Collected data

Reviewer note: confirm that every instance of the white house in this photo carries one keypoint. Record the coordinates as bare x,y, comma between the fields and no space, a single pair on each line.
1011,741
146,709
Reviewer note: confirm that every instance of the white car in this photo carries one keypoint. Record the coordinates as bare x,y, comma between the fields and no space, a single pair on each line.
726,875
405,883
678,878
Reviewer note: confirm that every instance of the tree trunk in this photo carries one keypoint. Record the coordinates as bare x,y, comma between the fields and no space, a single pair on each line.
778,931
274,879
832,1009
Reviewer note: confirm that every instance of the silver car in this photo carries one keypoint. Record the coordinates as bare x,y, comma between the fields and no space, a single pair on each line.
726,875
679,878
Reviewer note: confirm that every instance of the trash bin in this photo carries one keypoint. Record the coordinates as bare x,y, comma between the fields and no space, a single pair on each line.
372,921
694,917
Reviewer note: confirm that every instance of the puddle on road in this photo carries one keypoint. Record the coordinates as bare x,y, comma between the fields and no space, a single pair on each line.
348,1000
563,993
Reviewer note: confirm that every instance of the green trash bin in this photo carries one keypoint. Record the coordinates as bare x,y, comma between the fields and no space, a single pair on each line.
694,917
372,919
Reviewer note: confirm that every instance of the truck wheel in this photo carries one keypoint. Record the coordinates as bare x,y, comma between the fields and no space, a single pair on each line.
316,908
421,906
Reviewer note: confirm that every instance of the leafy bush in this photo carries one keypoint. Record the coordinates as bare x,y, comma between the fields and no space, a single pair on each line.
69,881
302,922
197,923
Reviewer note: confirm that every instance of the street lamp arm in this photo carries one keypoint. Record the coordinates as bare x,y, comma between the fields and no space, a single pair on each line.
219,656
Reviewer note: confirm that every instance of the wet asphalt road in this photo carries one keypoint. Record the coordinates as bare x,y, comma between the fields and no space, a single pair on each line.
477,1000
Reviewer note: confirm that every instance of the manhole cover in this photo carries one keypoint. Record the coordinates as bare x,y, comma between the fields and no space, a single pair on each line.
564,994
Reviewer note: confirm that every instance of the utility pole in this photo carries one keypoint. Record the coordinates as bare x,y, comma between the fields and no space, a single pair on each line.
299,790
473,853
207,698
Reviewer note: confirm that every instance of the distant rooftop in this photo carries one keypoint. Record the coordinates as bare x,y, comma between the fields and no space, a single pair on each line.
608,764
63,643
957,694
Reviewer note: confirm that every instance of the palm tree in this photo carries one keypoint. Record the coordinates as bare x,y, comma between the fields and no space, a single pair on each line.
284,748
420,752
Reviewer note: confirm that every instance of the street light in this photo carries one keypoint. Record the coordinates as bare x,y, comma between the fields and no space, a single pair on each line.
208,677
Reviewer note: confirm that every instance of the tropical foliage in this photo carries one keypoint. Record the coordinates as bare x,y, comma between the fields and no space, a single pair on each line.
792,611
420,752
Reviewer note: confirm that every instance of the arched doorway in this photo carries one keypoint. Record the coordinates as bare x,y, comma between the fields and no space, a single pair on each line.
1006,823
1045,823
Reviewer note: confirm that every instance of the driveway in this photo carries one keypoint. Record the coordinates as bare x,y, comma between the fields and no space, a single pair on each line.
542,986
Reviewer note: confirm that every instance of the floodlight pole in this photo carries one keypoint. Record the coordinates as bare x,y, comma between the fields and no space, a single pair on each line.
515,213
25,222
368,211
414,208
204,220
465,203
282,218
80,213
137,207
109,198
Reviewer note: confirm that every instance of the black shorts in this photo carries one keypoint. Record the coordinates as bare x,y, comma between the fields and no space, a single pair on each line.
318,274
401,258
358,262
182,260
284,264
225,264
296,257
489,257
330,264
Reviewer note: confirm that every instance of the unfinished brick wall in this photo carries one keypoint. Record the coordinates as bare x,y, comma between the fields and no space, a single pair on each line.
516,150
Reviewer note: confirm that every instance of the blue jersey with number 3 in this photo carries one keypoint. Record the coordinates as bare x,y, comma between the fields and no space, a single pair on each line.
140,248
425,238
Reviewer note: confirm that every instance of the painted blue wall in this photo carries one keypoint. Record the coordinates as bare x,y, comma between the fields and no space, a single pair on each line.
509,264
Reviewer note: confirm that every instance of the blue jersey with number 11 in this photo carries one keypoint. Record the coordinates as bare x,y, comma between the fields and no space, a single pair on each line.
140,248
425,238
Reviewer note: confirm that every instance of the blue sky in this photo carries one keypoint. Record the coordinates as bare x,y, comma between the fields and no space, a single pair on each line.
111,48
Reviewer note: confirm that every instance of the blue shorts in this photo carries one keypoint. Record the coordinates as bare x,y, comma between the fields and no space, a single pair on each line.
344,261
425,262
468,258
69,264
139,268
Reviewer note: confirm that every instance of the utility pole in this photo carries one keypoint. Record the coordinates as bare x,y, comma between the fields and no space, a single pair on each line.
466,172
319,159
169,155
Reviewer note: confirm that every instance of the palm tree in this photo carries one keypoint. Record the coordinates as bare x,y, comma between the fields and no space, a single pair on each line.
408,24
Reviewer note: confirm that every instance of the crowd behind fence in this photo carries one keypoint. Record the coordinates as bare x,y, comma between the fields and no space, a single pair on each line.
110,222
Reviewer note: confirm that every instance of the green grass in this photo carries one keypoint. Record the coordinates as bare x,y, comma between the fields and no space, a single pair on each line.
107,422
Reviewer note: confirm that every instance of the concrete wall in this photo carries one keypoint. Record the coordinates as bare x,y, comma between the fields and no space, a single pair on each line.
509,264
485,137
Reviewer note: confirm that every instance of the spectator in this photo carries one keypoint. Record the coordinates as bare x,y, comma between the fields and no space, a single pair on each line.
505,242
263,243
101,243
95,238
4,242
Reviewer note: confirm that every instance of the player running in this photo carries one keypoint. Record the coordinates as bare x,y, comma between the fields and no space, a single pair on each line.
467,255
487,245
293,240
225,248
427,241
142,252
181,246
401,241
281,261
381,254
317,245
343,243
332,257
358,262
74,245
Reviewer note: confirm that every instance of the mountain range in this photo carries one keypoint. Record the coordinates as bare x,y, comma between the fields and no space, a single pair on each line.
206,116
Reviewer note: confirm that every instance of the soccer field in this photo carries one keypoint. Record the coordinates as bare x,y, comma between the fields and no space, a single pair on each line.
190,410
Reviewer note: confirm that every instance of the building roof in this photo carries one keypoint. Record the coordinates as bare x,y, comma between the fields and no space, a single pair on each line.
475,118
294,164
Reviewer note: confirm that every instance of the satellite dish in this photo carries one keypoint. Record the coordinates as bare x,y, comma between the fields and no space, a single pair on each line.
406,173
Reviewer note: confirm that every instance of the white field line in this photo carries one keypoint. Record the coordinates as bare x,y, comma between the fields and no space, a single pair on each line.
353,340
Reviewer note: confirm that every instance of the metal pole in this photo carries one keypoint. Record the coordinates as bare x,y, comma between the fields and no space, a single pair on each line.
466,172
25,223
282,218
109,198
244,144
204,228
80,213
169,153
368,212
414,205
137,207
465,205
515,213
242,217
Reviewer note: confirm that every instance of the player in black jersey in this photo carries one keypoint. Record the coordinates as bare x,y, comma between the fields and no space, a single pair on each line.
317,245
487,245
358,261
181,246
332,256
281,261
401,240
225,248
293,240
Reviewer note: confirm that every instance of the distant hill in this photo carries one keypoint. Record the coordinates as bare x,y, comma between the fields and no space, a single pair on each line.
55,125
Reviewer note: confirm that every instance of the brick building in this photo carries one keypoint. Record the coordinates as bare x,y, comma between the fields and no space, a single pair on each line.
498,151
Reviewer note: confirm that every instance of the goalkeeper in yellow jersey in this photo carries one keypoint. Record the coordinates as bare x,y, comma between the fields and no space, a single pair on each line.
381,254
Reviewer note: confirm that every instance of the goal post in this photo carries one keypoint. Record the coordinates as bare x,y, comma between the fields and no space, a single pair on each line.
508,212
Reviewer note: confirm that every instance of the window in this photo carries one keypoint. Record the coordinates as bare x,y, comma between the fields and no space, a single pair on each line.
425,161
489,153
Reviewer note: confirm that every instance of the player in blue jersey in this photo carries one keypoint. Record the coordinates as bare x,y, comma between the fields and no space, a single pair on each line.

WORK TASK: Copy, without any change, the run of lines from the one with "Reviewer note: confirm that every instance of the goalkeeper" through the end of the entries above.

RESPONSE AREA:
Reviewer note: confirm that every instance of the goalkeeper in yellow jersey in this photo carries one keypoint. Record the coordinates as bare x,y, comma between the fields and no space, a single pair on each line.
381,254
Reviewer note: confirm that every instance of the goal post in this photo carries one keypoint. Record the coordinates as bare x,y, comma between the fields and no space, a single pair on each line.
508,212
Reviewer note: confirm that every instance of the window in this photo carries one keypoint. Record the coordinates as bare x,y, comma between the fields and no space, a single pair on each line.
425,161
489,153
Reviewer note: confirm that every instance of the player in blue jersey in this photo carries one keypoint. Record the coordinates as bare x,y, comma between the fields and no space, a single pair on each line.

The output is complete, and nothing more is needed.